Rewrite the lines below with "wheat ear" changed to "barley head" and nothing else altered. Omit the pictures from your answer.

══ Data to use

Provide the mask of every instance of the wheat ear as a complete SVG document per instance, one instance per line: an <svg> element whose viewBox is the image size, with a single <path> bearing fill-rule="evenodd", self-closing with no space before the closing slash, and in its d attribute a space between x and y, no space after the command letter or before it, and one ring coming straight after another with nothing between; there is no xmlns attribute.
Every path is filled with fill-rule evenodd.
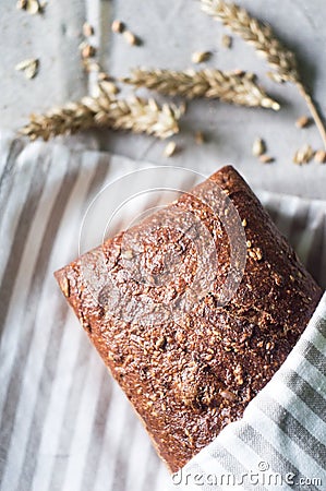
<svg viewBox="0 0 326 491"><path fill-rule="evenodd" d="M246 10L222 0L201 0L202 10L218 19L234 34L252 45L275 70L271 73L276 82L291 82L297 85L323 139L326 148L326 130L311 95L302 83L295 55L286 48L276 37L271 27L252 17Z"/></svg>
<svg viewBox="0 0 326 491"><path fill-rule="evenodd" d="M98 97L84 97L45 115L32 115L29 123L20 133L31 140L41 137L47 141L60 134L101 127L167 139L179 132L181 115L181 108L167 104L160 107L154 99L118 99L106 91L105 83L100 83Z"/></svg>
<svg viewBox="0 0 326 491"><path fill-rule="evenodd" d="M183 72L134 69L131 76L122 81L169 96L179 95L189 99L208 97L241 106L279 109L279 104L254 82L252 73L237 74L212 69Z"/></svg>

════

# [Expected answer]
Provide the mask of every instance of the barley head as a complete SVG document per instance, one instance per line: an <svg> element whose viewBox is the image size, with a single <path> bearing fill-rule="evenodd", self-closing with no space before the closing slash, and in its d attribute a space between x and y, no space after the command letter or before it, and one ring coming straight after another with nothing between; there is no xmlns attribute.
Every path is filled with fill-rule evenodd.
<svg viewBox="0 0 326 491"><path fill-rule="evenodd" d="M246 10L222 0L201 0L202 10L218 19L234 34L252 45L275 70L271 73L276 82L291 82L297 85L323 139L326 148L326 130L311 95L302 83L295 55L286 48L276 37L271 27L252 17Z"/></svg>
<svg viewBox="0 0 326 491"><path fill-rule="evenodd" d="M98 97L84 97L45 115L32 115L29 123L20 133L31 140L41 137L47 141L60 134L101 127L167 139L179 132L181 115L181 108L167 104L160 107L154 99L118 99L106 91L105 83L100 83Z"/></svg>
<svg viewBox="0 0 326 491"><path fill-rule="evenodd" d="M183 72L134 69L131 76L122 81L169 96L179 95L189 99L208 97L241 106L279 109L279 104L254 82L252 73L237 74L212 69Z"/></svg>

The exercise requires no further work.